◆ Task prompt
Arrange the listing below as a Markdown table with the columns Row and Line, covering everything from the line containing "Each instance gets a single point. Label the shirtless" down to the end of the listing, both ends included. Number each line, skip blank lines, and leave the pictures out.

--- START Provided information ---

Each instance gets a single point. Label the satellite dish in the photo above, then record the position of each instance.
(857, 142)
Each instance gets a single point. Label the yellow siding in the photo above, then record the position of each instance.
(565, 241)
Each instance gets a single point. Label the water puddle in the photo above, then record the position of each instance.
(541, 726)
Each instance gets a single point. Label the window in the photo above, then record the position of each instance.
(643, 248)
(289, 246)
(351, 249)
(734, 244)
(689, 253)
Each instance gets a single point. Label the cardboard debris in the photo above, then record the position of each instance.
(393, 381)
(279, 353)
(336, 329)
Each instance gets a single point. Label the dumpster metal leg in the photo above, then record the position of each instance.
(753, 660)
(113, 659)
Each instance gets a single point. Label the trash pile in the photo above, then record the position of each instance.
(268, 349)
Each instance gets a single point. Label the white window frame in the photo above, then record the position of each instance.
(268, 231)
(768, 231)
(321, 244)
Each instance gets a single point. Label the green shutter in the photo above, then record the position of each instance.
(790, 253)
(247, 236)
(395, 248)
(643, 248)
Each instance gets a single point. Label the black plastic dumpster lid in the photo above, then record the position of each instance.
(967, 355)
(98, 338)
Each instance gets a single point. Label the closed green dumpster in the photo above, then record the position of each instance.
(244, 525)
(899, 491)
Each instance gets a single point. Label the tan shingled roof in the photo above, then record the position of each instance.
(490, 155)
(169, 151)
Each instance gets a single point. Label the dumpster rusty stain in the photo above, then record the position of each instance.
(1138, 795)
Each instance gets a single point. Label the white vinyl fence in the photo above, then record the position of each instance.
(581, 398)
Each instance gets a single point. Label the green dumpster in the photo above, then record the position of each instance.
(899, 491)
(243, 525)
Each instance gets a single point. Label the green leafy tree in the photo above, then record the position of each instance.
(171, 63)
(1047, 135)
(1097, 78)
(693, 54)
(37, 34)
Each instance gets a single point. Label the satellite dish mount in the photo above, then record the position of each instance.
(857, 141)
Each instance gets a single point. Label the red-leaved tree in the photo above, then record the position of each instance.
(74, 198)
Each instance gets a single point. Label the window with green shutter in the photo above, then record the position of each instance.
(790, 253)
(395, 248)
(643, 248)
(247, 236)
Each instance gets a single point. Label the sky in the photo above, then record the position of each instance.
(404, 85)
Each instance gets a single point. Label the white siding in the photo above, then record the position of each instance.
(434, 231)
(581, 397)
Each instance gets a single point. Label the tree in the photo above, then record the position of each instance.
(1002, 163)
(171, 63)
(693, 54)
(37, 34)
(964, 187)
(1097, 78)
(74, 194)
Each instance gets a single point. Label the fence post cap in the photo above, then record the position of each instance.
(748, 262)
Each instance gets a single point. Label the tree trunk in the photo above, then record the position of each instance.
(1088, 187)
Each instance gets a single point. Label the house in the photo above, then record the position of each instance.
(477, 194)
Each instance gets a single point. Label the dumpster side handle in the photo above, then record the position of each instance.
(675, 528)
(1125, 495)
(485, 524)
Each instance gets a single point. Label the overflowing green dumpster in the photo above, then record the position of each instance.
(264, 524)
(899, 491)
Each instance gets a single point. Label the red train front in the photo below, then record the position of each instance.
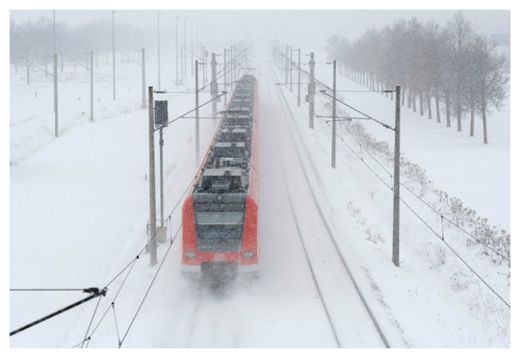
(220, 216)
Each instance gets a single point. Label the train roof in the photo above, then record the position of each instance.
(227, 167)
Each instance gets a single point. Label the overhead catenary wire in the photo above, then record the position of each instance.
(129, 267)
(456, 225)
(149, 287)
(432, 229)
(426, 224)
(441, 215)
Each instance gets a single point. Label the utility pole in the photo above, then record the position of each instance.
(113, 55)
(204, 68)
(299, 75)
(191, 41)
(397, 155)
(225, 77)
(158, 51)
(56, 95)
(151, 177)
(53, 31)
(290, 69)
(213, 83)
(161, 181)
(143, 63)
(286, 63)
(311, 91)
(91, 86)
(185, 64)
(176, 50)
(28, 66)
(197, 112)
(333, 154)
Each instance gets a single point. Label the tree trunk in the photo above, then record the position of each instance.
(484, 119)
(448, 119)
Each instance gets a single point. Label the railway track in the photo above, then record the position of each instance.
(339, 258)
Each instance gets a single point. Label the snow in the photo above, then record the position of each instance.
(464, 167)
(79, 207)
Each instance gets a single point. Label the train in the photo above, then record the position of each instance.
(220, 214)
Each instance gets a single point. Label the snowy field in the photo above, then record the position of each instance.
(79, 207)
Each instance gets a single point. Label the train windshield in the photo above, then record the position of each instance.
(219, 231)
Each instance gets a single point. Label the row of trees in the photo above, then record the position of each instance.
(33, 41)
(453, 67)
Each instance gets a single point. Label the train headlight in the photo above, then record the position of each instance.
(248, 255)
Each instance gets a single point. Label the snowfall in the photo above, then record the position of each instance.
(79, 211)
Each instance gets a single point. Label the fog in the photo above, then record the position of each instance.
(309, 28)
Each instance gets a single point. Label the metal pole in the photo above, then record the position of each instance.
(213, 83)
(290, 69)
(113, 56)
(161, 144)
(56, 95)
(28, 72)
(184, 47)
(191, 41)
(197, 111)
(299, 76)
(53, 31)
(397, 155)
(225, 77)
(312, 90)
(333, 153)
(286, 63)
(204, 68)
(158, 53)
(91, 85)
(143, 63)
(151, 174)
(176, 50)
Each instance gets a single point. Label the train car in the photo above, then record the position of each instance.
(220, 216)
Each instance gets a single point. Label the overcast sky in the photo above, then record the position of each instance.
(302, 27)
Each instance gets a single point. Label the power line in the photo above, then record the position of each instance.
(149, 287)
(46, 289)
(475, 239)
(431, 229)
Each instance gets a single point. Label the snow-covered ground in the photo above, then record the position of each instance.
(79, 212)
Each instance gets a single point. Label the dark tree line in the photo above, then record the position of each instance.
(450, 71)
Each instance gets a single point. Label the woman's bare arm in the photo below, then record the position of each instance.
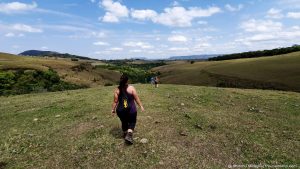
(137, 99)
(116, 94)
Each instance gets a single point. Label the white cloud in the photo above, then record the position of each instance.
(142, 45)
(253, 25)
(98, 34)
(202, 22)
(115, 10)
(135, 51)
(143, 14)
(234, 9)
(109, 17)
(274, 14)
(177, 38)
(294, 15)
(99, 43)
(25, 28)
(181, 17)
(44, 48)
(10, 34)
(178, 49)
(116, 49)
(16, 7)
(175, 3)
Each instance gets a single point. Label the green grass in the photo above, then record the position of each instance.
(277, 72)
(89, 76)
(74, 129)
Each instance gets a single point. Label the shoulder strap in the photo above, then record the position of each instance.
(124, 93)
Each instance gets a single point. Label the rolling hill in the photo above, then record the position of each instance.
(82, 72)
(194, 127)
(279, 72)
(41, 53)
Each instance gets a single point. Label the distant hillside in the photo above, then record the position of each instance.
(193, 57)
(277, 72)
(82, 72)
(52, 54)
(255, 54)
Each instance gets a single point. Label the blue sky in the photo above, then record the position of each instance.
(118, 29)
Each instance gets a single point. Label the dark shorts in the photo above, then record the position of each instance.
(128, 120)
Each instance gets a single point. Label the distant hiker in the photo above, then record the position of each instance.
(156, 80)
(152, 80)
(125, 97)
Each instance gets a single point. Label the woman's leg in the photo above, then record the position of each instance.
(131, 120)
(124, 120)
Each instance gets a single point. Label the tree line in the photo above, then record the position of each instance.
(254, 54)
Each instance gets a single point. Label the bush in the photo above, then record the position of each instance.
(74, 59)
(108, 84)
(28, 81)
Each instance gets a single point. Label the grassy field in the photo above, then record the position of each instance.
(277, 72)
(194, 127)
(80, 72)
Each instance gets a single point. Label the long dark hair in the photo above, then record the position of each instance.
(123, 83)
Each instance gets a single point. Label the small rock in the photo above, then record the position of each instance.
(187, 116)
(198, 126)
(213, 127)
(145, 153)
(144, 140)
(183, 133)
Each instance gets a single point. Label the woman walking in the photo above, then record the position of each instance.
(125, 97)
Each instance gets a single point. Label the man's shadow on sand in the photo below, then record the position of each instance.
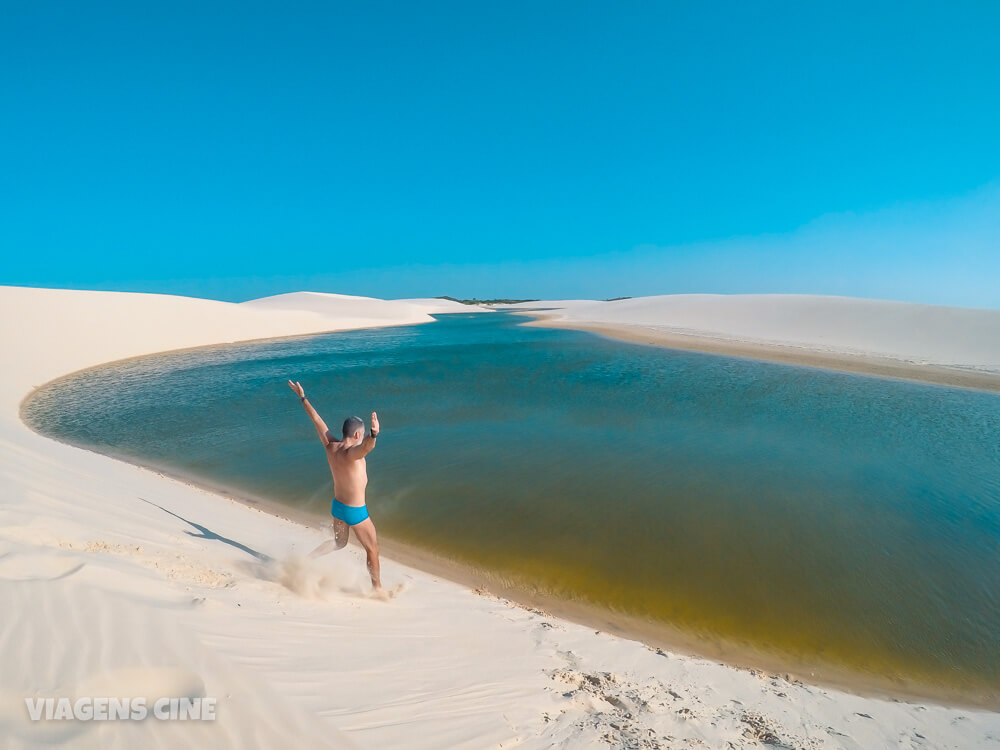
(205, 533)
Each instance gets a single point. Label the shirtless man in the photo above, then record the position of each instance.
(350, 477)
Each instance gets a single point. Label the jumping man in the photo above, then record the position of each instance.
(350, 477)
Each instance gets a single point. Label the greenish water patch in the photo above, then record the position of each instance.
(828, 517)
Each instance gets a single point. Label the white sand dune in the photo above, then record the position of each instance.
(115, 578)
(921, 334)
(348, 306)
(946, 345)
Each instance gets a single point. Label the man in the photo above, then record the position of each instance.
(350, 477)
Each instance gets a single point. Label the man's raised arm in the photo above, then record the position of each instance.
(363, 448)
(321, 428)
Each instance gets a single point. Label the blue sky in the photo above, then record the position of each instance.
(503, 149)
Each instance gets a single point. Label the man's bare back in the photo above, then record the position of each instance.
(349, 468)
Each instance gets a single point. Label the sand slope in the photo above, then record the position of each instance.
(116, 579)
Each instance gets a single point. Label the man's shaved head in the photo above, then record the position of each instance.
(352, 425)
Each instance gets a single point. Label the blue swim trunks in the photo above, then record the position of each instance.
(352, 515)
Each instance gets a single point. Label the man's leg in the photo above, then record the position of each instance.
(341, 533)
(365, 532)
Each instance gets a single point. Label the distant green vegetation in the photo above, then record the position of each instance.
(486, 301)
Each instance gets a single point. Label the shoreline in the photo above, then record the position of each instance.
(654, 635)
(439, 665)
(859, 364)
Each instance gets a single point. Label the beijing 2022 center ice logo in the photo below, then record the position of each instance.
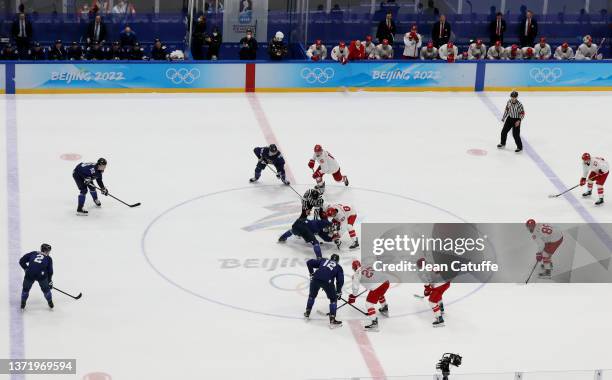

--- END Provided information ---

◆ Solution to the exercise
| Row | Line |
|---|---|
| 1 | Each instance gets a single point. Label the shirtless man in the photo above, then record the position of each instance. |
| 2 | (350, 477) |
| 3 | Each instance gets a single point. Label the jumping man in the photo above, then record the position of each instance. |
| 4 | (350, 477) |
| 5 | Each instance gets a single point. Label the greenish water patch in the photo above, then record the position of each instance. |
| 6 | (828, 517) |
| 7 | Each instance gets a single point. Label the white sand dune in the photo above, then record the position of each instance. |
| 8 | (115, 578) |
| 9 | (921, 334) |
| 10 | (348, 306) |
| 11 | (946, 345) |
| 12 | Each instance gets a single point. Label the man in the photo above, then record the position of each instance. |
| 13 | (350, 477) |
| 14 | Each instance gets a single point. Label the man's raised arm in the photo above, then record the position of each instance. |
| 15 | (363, 448) |
| 16 | (321, 428) |
| 17 | Each instance gets a single point. Label the blue sky in the photo above, then record the position of each instance. |
| 18 | (503, 149) |
| 19 | Each instance gets a single point. Label the man's bare back in the photo above, then record the position of each instance. |
| 20 | (349, 468) |
| 21 | Each instance gets a single point. Label the sand slope in the photo above, then record the position of each instance. |
| 22 | (116, 579) |
| 23 | Each instance gets a single point. Label the man's shaved head in the photo above, then record the position of each instance. |
| 24 | (352, 425) |
| 25 | Each instance gets a single point. Label the blue swim trunks in the photo above, then record the position of each instance. |
| 26 | (352, 515) |
| 27 | Each instance gets a single point. Label the man's leg in the photo above, then record the position of each instance. |
| 28 | (341, 533) |
| 29 | (365, 532) |
| 30 | Each instance gets a single point. Label the distant green vegetation in the photo above, then record the position of each instance. |
| 31 | (486, 301) |
| 32 | Each instance gets a single point. Label the shoreline in the photo above, then record the position of each instance. |
| 33 | (654, 635) |
| 34 | (439, 665) |
| 35 | (859, 364) |
| 36 | Each instance gets a single point. Label the beijing 2022 center ice logo in the photo below, then record the position of each instance. |